(Problem details)
Scan the entries below for "dress" and copy each line that holds it.

========================================

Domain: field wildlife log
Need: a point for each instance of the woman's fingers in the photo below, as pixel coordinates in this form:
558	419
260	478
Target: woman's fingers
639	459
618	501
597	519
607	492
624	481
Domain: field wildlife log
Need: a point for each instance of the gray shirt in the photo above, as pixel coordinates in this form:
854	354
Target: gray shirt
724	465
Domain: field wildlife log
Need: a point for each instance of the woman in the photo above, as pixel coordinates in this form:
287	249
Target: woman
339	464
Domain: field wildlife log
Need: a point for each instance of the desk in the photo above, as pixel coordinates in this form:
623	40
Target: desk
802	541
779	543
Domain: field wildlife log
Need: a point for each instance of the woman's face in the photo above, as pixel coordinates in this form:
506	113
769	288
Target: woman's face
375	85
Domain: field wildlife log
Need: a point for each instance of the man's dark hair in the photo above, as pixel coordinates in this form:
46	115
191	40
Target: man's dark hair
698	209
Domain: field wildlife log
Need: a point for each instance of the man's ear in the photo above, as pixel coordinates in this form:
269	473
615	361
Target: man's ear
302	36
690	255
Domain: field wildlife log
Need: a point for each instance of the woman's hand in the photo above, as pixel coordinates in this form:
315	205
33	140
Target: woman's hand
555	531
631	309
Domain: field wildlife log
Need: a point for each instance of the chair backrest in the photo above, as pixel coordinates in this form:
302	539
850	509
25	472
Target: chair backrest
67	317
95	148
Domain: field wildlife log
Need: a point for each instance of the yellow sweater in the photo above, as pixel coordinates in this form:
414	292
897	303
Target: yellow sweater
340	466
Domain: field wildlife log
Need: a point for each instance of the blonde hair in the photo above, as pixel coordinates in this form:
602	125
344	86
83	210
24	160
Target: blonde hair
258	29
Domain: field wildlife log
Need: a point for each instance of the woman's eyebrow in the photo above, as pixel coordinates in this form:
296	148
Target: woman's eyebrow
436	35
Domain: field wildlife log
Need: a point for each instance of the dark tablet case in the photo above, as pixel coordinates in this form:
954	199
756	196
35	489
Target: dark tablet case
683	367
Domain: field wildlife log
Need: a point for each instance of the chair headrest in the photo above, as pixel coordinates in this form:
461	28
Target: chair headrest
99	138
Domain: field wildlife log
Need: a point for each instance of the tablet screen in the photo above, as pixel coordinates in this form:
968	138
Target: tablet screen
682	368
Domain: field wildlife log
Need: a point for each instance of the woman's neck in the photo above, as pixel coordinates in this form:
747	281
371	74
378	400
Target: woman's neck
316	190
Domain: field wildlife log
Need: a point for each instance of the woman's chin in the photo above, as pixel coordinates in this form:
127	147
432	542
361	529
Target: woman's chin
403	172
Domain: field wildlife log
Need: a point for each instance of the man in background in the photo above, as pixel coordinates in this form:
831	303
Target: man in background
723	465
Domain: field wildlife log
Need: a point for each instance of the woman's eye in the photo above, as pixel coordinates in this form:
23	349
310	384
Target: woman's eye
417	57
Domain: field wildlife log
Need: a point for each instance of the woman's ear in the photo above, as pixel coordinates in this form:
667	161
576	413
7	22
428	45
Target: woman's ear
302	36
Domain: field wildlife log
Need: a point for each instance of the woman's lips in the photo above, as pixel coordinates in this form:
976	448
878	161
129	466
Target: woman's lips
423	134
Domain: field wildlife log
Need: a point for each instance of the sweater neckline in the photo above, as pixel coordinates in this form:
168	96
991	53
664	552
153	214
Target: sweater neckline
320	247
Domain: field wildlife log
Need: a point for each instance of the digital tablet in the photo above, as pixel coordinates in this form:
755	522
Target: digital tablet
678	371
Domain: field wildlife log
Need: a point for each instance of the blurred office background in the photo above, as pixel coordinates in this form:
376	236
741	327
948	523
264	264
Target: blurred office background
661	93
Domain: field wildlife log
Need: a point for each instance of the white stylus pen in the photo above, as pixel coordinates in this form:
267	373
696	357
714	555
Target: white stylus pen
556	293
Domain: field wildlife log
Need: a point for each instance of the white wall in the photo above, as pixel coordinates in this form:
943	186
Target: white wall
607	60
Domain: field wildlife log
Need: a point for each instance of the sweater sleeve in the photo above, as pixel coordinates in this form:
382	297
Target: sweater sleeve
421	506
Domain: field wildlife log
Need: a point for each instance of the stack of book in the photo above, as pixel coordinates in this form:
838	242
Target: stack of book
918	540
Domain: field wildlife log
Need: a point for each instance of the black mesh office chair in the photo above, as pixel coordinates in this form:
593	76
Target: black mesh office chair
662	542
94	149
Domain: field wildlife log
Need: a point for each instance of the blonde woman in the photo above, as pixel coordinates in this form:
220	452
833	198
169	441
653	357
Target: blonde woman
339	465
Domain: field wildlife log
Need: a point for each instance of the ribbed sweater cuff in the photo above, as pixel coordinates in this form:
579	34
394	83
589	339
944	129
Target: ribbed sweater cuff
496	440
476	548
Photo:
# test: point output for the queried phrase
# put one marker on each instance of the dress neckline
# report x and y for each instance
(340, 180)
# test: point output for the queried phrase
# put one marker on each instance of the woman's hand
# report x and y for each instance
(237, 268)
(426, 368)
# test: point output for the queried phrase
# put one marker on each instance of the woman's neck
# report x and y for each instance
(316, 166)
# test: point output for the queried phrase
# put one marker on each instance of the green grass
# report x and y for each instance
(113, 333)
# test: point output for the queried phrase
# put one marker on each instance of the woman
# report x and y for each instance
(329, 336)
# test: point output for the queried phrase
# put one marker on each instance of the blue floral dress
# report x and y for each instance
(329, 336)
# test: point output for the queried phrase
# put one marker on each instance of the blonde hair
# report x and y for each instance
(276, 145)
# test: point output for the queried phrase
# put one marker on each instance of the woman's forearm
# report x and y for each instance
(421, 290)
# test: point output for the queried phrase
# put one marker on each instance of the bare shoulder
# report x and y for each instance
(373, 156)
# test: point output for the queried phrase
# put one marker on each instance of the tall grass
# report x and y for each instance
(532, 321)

========================================

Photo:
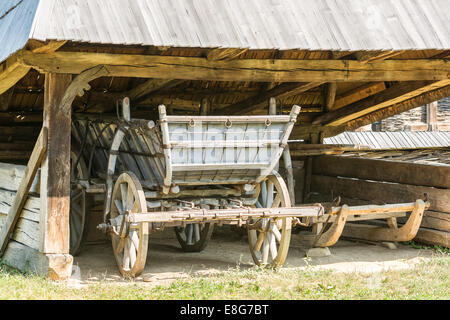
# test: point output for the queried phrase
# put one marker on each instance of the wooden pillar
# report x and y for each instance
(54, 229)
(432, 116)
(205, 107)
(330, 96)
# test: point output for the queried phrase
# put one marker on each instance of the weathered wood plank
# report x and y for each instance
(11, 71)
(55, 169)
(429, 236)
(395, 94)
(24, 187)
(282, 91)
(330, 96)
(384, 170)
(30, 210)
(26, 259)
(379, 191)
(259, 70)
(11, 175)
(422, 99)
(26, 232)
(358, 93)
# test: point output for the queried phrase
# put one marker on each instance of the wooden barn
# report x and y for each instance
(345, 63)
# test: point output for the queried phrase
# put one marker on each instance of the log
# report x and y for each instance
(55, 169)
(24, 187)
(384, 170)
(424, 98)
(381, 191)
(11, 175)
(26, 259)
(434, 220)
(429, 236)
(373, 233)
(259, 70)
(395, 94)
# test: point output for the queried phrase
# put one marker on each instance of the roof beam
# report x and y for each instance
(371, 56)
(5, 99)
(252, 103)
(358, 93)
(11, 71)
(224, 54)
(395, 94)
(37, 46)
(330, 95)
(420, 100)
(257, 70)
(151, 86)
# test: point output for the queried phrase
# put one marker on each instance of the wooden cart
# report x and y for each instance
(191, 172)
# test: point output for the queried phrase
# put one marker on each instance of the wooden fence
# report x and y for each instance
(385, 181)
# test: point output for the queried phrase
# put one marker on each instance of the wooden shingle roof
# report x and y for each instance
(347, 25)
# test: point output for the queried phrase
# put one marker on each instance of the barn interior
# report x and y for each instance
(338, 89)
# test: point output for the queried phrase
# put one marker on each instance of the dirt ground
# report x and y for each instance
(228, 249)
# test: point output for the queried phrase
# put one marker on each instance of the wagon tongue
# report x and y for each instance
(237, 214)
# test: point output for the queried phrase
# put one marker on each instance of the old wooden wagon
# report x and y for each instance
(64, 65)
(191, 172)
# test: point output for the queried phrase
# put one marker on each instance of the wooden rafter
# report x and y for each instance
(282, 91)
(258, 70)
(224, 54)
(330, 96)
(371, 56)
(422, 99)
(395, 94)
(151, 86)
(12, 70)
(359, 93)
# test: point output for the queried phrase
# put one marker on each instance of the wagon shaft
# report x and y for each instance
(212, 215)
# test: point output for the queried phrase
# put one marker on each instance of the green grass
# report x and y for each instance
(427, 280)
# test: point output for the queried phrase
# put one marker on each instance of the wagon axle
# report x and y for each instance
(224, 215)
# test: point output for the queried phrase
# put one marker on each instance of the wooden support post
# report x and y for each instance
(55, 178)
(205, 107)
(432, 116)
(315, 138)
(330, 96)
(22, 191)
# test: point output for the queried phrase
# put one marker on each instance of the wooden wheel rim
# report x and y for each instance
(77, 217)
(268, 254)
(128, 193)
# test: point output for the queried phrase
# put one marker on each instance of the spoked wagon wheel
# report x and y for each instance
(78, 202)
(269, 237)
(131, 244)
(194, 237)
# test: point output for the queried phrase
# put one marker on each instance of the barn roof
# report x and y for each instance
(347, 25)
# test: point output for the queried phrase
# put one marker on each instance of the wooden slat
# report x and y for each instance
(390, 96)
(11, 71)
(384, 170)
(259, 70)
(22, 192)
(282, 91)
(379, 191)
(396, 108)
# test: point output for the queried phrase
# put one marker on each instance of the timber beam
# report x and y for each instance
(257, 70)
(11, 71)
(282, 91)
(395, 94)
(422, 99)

========================================

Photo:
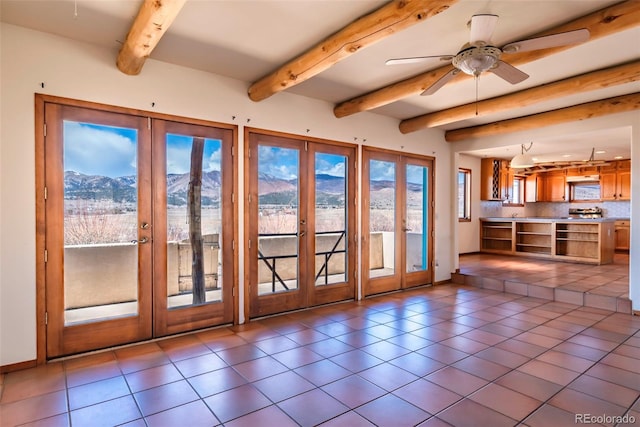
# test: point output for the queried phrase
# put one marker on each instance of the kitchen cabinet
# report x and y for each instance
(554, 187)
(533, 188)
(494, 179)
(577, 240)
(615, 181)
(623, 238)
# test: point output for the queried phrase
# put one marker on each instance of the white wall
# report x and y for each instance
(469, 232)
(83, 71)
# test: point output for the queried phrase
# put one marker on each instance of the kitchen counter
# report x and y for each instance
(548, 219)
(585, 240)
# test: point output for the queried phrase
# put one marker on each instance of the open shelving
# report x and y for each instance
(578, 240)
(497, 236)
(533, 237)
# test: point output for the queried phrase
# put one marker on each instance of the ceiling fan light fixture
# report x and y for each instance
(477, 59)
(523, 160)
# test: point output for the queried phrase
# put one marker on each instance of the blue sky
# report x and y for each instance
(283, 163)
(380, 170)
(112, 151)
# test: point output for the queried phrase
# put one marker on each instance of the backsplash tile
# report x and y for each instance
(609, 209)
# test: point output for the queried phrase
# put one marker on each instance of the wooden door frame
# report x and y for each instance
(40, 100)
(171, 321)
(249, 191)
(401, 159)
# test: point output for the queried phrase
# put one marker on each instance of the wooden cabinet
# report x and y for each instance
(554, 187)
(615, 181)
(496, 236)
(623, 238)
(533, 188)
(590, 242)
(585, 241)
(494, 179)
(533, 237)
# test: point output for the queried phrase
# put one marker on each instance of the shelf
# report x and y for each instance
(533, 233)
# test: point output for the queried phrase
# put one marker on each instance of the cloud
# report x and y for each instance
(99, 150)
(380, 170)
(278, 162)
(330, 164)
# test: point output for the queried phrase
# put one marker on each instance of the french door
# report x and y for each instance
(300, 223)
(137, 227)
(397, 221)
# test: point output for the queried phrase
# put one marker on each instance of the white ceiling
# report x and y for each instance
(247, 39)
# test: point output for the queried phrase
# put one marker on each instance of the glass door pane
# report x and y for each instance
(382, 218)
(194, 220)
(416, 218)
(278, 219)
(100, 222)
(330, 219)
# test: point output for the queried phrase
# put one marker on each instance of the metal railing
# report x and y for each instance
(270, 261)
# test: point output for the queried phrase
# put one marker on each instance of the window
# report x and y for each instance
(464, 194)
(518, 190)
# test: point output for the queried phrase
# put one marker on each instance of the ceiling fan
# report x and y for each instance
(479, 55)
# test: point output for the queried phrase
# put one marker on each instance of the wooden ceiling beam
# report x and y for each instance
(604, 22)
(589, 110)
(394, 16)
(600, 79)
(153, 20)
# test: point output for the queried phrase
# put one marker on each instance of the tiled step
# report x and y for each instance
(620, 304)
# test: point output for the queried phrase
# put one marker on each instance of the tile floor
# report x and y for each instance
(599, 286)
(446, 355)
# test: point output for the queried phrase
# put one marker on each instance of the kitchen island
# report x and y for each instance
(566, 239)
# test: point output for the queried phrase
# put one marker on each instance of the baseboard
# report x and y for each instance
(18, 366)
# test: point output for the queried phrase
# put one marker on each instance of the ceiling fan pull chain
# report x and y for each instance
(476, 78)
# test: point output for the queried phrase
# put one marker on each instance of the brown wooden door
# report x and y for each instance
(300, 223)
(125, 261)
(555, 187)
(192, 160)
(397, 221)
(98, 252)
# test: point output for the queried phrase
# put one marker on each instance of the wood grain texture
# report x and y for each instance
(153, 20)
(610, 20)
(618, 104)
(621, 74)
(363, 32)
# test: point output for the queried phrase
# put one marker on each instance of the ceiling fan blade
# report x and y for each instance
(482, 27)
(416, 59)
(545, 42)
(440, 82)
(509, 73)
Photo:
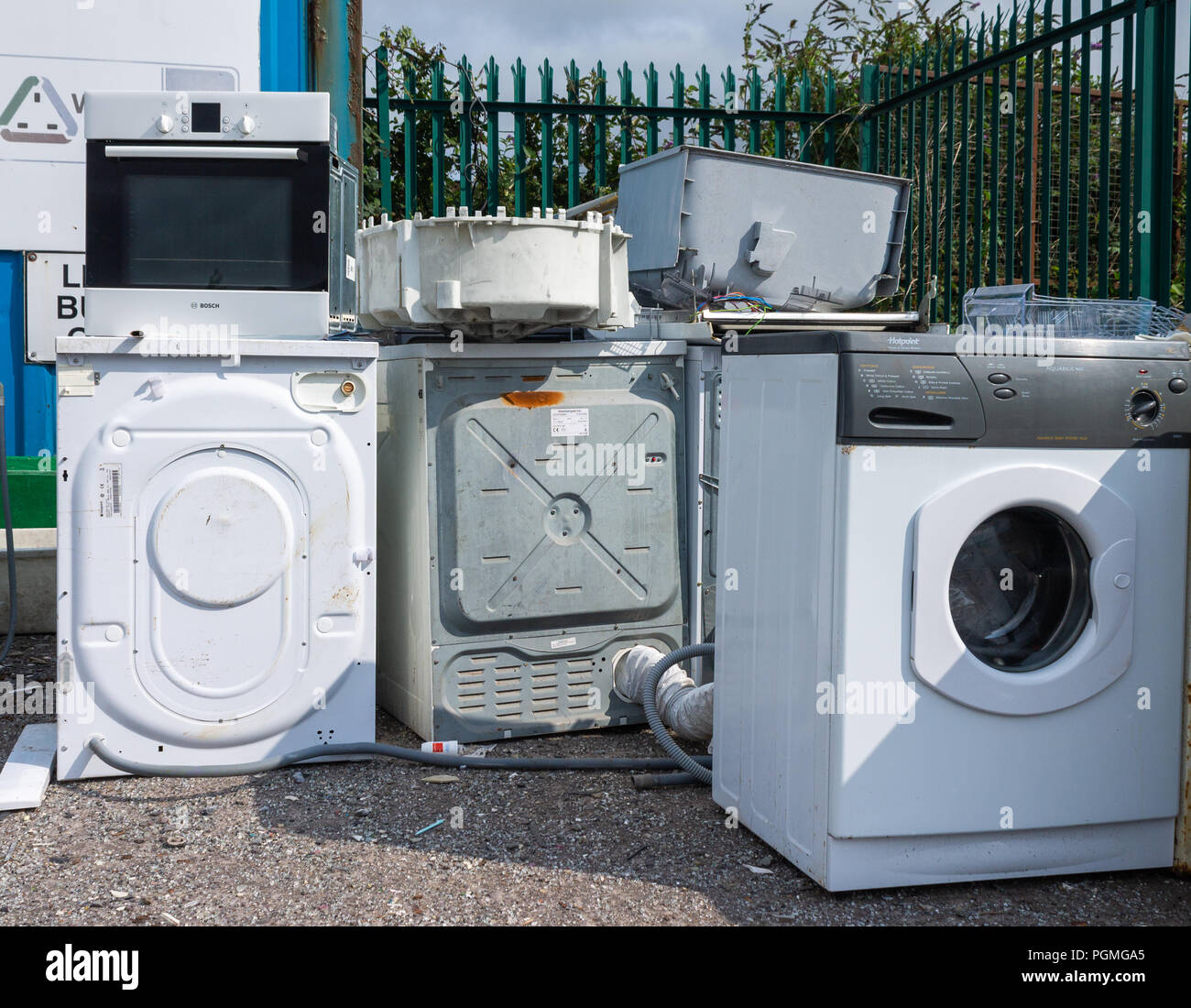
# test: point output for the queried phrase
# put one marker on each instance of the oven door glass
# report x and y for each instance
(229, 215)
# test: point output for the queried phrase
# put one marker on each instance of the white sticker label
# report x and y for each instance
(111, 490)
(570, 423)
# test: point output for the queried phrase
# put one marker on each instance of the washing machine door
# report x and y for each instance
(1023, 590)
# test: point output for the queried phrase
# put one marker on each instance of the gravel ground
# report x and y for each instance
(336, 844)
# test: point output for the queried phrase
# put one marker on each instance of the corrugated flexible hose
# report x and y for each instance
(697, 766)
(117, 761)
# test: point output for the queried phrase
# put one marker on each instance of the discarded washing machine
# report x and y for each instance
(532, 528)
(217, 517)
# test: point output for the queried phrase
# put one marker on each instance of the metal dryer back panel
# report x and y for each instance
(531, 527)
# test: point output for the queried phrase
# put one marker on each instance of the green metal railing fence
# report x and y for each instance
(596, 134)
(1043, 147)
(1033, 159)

========================================

(Exercise solution)
# put one marker on each instance of the dress neckline
# put one marker on each instance of the blue floral dress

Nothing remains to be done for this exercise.